Excerpts of pointing data
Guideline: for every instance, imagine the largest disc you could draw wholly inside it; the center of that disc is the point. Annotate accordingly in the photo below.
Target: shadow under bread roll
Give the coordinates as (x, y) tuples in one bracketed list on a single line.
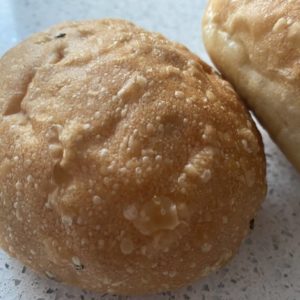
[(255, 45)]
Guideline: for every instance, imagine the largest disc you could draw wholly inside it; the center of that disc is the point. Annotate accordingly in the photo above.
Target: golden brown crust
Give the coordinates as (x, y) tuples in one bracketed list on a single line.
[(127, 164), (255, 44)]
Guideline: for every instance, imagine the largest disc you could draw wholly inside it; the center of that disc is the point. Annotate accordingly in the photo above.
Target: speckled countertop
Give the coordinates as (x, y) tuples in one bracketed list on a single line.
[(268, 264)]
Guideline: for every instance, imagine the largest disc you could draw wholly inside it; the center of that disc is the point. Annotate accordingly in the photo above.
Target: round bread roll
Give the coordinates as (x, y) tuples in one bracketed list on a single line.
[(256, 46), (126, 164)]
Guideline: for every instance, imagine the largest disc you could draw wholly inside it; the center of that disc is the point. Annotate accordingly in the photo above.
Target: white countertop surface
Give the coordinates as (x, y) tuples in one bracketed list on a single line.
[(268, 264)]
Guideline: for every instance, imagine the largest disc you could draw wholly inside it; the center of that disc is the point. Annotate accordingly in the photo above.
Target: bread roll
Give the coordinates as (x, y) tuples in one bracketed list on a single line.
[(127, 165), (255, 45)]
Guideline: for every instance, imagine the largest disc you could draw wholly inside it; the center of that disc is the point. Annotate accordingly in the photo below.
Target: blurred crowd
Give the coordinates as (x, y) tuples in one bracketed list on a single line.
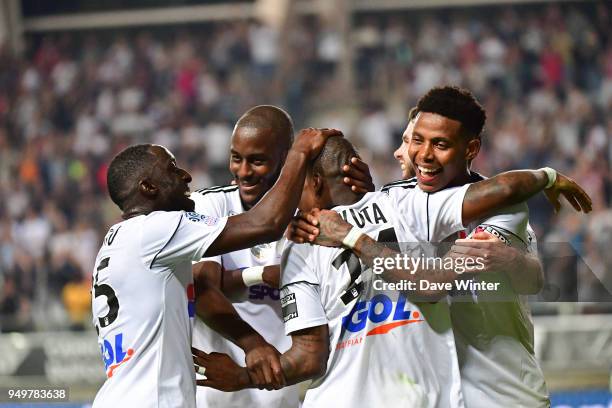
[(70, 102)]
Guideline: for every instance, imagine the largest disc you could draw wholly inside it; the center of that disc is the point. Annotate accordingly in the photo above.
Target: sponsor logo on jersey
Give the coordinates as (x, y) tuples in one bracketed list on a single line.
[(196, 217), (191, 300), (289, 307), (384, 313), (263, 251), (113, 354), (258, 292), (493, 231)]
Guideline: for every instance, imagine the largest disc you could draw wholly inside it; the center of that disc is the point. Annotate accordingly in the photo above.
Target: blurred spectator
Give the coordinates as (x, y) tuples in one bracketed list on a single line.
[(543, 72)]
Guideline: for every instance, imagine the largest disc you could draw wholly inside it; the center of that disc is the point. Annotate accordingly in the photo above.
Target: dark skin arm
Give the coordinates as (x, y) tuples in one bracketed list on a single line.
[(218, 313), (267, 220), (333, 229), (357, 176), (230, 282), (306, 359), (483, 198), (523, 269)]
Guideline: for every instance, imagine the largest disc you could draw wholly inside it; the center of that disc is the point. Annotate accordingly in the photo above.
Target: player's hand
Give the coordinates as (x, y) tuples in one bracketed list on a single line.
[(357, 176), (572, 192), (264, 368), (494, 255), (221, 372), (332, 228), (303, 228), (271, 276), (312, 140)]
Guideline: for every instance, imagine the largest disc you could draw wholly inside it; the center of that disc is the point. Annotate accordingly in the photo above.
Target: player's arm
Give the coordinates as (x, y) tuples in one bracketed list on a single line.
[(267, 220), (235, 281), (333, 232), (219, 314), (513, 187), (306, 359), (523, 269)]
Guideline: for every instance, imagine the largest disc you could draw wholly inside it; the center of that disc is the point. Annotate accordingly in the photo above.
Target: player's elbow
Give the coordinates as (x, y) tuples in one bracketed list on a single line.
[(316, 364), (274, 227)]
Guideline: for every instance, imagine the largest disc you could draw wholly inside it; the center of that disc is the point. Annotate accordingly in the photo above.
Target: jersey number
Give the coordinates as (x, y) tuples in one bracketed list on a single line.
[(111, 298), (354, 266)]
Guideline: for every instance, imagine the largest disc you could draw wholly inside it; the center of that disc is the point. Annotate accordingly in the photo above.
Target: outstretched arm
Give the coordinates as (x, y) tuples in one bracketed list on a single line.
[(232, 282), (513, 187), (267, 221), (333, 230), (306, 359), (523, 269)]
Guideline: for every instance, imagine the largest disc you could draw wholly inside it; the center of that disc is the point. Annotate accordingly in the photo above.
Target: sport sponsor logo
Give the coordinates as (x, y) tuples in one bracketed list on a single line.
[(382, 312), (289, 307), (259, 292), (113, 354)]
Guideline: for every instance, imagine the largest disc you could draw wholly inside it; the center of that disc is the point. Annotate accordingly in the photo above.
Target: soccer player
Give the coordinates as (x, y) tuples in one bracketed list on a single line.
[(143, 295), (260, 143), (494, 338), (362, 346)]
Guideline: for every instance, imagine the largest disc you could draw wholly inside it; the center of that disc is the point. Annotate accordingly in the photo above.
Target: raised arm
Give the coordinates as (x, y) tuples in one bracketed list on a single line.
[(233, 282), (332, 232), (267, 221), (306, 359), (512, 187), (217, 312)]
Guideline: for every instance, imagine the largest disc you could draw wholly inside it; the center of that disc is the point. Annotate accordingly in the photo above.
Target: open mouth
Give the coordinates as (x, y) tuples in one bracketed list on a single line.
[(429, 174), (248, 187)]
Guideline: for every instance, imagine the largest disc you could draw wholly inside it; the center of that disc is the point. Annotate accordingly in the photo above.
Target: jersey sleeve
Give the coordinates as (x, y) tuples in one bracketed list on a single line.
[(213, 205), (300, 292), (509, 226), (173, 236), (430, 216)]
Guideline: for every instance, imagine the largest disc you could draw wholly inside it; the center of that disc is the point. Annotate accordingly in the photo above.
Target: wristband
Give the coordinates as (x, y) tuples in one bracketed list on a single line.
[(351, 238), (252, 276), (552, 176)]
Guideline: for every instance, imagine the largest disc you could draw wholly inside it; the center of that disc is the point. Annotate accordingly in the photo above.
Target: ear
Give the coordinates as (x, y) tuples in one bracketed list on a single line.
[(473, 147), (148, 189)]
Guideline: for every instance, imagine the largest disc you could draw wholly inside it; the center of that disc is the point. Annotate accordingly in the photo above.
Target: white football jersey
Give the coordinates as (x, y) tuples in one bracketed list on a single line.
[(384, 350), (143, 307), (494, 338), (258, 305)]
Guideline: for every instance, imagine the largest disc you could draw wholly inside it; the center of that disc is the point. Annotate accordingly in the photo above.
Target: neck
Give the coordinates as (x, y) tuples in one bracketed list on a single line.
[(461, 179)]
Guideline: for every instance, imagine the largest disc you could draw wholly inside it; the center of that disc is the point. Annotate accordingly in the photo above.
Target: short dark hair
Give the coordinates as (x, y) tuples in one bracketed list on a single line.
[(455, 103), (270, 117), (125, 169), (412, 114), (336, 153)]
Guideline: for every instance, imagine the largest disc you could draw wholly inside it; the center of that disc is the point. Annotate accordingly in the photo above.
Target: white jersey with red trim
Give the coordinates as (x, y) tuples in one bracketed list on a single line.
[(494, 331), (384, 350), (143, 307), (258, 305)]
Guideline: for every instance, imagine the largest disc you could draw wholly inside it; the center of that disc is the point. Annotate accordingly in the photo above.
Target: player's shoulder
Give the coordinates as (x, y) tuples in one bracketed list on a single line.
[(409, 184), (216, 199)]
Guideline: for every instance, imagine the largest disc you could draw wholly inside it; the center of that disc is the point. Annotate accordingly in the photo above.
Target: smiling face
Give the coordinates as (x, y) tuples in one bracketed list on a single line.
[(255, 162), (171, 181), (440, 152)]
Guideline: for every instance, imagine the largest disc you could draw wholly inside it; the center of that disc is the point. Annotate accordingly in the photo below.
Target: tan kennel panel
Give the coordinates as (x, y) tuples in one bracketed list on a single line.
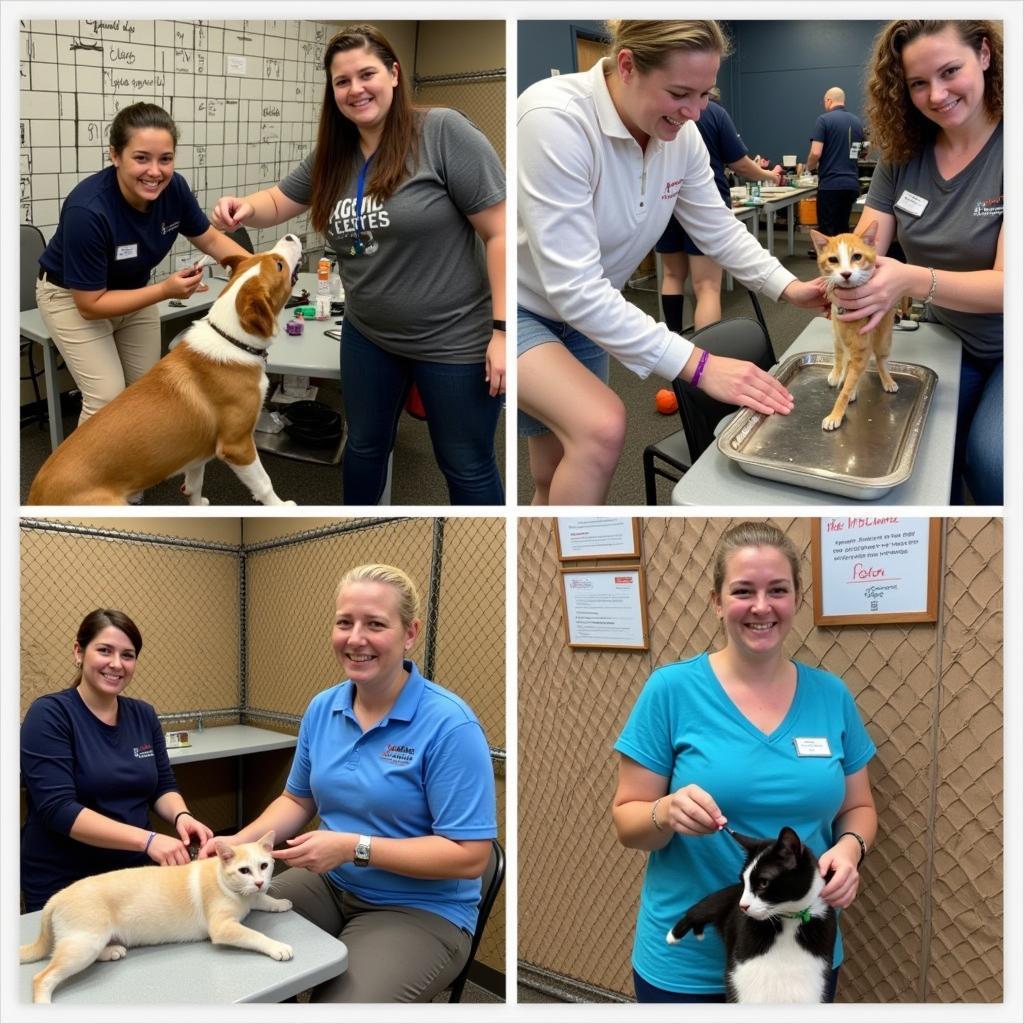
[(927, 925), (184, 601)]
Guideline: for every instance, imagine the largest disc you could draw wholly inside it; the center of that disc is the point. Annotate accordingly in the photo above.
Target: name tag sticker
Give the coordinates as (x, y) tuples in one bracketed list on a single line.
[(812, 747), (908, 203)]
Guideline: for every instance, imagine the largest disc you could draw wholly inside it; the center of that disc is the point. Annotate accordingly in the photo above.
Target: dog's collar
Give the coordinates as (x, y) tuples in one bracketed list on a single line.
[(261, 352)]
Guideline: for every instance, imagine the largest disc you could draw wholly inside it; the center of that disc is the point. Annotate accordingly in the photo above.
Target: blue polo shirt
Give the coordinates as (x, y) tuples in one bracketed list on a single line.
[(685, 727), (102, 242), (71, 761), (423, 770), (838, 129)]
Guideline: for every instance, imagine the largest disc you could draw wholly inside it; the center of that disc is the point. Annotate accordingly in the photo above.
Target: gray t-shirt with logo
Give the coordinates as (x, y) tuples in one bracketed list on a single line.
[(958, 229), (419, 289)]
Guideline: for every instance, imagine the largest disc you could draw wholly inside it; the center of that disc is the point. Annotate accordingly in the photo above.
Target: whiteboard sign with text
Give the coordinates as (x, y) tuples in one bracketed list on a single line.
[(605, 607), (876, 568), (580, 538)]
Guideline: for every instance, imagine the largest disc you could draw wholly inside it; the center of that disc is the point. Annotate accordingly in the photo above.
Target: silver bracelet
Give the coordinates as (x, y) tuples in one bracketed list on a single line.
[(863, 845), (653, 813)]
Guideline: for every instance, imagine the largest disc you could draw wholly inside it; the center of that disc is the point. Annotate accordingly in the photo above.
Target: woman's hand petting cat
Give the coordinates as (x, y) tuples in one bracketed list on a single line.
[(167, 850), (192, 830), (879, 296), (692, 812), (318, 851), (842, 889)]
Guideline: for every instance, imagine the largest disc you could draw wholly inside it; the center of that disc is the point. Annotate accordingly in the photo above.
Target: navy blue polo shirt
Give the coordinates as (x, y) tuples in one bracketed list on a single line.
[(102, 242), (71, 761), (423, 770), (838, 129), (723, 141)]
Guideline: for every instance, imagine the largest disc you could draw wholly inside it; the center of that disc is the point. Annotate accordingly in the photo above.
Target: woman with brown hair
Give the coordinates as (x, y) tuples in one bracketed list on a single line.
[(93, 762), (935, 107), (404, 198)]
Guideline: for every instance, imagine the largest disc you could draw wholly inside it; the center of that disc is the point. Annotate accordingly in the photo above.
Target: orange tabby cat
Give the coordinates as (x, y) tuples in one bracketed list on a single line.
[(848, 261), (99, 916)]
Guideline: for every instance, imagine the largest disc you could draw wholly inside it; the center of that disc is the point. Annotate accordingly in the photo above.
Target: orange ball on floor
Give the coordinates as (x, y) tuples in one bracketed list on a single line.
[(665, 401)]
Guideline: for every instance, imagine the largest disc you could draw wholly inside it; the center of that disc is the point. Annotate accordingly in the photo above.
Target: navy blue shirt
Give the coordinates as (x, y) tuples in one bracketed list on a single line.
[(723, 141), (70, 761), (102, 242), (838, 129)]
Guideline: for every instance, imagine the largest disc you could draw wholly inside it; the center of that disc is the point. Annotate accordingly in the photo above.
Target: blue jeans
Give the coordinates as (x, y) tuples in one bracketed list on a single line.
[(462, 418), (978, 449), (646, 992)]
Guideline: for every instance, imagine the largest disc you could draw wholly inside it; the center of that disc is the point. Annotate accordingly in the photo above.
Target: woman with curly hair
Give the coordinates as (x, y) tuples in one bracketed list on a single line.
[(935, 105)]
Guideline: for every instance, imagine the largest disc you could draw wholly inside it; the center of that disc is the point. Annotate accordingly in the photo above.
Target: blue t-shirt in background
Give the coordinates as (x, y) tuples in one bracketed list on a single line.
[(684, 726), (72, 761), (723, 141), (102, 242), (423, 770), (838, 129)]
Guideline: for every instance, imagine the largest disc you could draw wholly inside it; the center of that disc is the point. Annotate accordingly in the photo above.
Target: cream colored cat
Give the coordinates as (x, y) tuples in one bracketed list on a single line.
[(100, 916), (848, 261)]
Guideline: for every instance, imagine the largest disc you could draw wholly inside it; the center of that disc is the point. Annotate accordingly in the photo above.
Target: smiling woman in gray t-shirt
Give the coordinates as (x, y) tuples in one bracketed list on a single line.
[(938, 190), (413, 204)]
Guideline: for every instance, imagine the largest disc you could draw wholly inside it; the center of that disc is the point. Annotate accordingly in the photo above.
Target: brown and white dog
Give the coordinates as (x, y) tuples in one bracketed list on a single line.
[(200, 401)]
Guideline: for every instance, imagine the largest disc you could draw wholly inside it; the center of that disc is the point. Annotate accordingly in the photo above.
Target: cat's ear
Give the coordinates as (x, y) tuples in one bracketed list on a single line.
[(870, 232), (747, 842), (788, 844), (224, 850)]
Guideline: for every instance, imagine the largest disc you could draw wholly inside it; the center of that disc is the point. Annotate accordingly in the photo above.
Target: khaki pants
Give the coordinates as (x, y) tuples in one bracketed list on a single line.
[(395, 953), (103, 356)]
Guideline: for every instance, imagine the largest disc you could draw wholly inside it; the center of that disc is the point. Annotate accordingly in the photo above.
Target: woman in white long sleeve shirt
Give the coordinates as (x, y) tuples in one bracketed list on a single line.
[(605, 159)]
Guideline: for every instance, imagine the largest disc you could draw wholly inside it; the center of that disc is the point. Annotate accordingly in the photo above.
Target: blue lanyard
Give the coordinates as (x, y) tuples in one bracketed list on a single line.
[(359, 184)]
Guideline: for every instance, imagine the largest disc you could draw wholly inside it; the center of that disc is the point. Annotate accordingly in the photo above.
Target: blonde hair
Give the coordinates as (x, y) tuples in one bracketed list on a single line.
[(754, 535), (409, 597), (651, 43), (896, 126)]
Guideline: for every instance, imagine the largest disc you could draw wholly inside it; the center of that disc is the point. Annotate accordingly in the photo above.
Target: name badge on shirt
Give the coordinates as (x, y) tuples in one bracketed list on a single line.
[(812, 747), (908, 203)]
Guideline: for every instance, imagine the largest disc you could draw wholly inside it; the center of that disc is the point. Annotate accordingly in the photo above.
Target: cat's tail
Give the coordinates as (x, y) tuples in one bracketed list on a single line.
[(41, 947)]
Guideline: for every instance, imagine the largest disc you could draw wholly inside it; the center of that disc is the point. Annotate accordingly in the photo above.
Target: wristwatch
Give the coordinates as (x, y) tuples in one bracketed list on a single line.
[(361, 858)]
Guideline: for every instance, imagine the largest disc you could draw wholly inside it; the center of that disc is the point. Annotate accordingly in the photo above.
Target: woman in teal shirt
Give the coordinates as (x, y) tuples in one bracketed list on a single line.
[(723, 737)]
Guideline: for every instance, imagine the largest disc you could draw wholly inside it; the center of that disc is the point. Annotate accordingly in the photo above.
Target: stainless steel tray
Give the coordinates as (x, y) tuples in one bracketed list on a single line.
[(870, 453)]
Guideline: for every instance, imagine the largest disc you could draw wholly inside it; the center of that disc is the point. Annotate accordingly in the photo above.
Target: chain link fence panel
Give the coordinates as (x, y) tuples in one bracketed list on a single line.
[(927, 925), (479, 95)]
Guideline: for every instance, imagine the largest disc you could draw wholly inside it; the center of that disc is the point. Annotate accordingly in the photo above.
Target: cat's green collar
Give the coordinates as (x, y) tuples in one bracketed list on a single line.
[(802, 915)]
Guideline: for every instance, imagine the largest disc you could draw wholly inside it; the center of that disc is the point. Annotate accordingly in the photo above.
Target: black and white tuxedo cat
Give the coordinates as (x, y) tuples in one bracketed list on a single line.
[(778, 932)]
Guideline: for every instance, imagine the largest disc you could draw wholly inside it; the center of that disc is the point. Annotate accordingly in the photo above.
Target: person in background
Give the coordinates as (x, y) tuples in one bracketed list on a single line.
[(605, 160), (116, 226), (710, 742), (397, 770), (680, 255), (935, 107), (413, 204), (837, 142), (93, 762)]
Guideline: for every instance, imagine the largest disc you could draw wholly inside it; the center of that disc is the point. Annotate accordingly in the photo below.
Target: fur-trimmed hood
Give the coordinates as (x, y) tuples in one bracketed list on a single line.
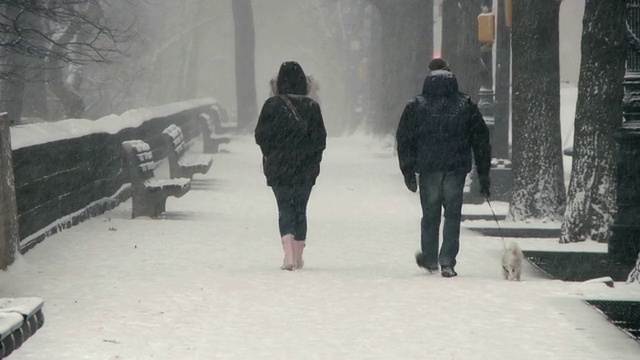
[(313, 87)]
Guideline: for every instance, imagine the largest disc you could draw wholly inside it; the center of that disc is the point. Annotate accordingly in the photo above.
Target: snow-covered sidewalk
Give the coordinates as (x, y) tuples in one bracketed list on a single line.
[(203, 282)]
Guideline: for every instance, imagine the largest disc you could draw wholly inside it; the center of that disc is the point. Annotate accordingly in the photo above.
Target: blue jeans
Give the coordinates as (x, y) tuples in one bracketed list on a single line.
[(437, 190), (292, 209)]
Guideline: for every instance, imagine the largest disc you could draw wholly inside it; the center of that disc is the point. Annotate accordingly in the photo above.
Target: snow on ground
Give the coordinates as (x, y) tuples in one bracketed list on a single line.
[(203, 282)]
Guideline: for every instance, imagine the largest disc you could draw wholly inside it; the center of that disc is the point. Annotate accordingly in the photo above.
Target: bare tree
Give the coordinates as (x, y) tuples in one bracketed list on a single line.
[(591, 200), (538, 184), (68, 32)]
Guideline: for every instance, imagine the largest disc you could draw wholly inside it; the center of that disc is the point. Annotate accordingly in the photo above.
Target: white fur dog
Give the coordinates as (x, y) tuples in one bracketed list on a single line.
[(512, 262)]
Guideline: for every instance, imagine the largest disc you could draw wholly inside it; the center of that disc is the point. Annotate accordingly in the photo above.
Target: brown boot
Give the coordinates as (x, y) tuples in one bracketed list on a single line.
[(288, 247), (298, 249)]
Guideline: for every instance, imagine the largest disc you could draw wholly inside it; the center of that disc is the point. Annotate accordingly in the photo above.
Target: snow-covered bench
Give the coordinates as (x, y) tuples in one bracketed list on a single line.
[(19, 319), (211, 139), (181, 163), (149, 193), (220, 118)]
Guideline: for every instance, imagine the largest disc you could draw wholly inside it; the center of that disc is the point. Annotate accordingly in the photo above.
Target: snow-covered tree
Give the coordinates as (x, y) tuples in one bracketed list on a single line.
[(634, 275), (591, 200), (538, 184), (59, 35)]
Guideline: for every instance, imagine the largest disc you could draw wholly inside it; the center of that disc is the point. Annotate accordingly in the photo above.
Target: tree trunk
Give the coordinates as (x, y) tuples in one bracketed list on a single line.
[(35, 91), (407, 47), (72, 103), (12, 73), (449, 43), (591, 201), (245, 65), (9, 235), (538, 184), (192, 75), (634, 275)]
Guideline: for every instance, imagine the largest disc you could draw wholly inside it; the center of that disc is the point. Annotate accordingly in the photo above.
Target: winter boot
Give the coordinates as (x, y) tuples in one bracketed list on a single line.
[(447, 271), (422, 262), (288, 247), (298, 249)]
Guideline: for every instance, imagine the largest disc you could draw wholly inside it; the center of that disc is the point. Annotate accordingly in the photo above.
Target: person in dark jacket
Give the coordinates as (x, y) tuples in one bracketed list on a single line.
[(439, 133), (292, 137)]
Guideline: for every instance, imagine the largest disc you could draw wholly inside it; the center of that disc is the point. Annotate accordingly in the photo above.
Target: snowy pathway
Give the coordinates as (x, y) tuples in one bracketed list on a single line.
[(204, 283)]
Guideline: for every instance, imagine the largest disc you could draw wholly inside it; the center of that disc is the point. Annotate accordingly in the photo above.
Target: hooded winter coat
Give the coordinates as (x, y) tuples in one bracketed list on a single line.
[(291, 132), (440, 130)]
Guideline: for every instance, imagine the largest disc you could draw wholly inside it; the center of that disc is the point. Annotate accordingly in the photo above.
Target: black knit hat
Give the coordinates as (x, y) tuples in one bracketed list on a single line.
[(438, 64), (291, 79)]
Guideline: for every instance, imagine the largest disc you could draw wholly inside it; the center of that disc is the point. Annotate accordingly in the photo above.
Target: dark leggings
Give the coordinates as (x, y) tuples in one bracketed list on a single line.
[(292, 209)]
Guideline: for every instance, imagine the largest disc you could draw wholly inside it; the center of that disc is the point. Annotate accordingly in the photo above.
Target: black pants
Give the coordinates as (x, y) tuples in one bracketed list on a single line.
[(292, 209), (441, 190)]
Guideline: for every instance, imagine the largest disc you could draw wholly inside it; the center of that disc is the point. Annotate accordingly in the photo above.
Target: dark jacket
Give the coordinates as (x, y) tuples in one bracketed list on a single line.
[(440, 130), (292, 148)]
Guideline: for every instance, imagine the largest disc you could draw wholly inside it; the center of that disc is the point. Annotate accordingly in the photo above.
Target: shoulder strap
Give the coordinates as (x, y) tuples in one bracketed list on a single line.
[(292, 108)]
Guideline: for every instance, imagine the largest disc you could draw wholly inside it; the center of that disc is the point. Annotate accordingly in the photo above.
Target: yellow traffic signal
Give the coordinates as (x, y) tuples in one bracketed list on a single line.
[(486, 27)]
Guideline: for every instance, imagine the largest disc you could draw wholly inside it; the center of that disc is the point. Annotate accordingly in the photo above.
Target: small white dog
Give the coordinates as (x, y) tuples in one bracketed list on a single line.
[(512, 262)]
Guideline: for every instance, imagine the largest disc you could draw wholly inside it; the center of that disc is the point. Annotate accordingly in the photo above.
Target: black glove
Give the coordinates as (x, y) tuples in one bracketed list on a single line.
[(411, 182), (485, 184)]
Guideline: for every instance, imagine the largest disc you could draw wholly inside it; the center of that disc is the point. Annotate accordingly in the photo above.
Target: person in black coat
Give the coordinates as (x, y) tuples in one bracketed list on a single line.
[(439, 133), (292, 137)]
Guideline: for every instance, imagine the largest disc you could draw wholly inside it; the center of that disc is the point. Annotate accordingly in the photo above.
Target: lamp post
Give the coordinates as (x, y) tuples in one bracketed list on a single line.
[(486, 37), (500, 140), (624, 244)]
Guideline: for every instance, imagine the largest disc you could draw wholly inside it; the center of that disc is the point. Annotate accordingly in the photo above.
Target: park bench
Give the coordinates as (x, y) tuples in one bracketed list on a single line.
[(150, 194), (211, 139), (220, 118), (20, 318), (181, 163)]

Task instructions: In the lines from the very first one through the line containing "[(70, 102)]", swap every "bread roll" for "dinner roll" and keep everything else unchanged. Leave the pictures out.

Solution to this problem:
Guideline: for every instance, imagine the largest disc you could draw wholly inside it; the center of that disc is the point. Annotate accordingly in the photo below.
Target: shadow under dinner roll
Give the coordinates as (x, y) tuples in one bracketed list on a single line.
[(255, 45)]
Guideline: for every instance, imagine the largest disc you could draw wholly inside it; the center of that disc is the point. Annotate accordingly in the photo above.
Target: golden brown crust
Give the coordinates as (x, y) tuples in one bracketed list on a single line.
[(127, 164), (255, 44)]
Guideline: for every instance, imagine the largest disc you could draw wholly inside it; the center of that disc is the point. Annotate accordingly in the photo above.
Target: speckled countertop
Give the coordinates as (x, y) tuples in one bracketed list on a single line.
[(268, 264)]
Guideline: for every instance, imagine the largest disc you could draw wholly inside it; the center of that disc is the point. Annotate accordingly in the photo above.
Target: round dinner roll
Give the coordinates as (x, y) tuples in one bracketed list on a single line.
[(256, 46), (126, 164)]
Guideline: for every instance, imagine the largest disc you could draw wholly inside it; the center of that disc is the point. Annotate accordingly in the photo above.
Target: white countertop surface
Give the coordinates as (x, y) tuples in one bracketed list on a single line.
[(268, 264)]
Guideline: for every instance, imagine the largest disc you could draw wholly inside it; the center of that disc is the point. Annotate accordingly in the photo above.
Target: dinner roll
Give the coordinates as (x, y) tuples in one bracketed list on a single line.
[(127, 165), (255, 45)]
Guideline: for every instance, imagine the largest disc you could draw wholly inside it; the center of that disc is the point. Annotate accordingly in the photo below.
Target: blurred crowd
Give the coordinates as (x, y) tuples in one bracketed list on a single line.
[(70, 102)]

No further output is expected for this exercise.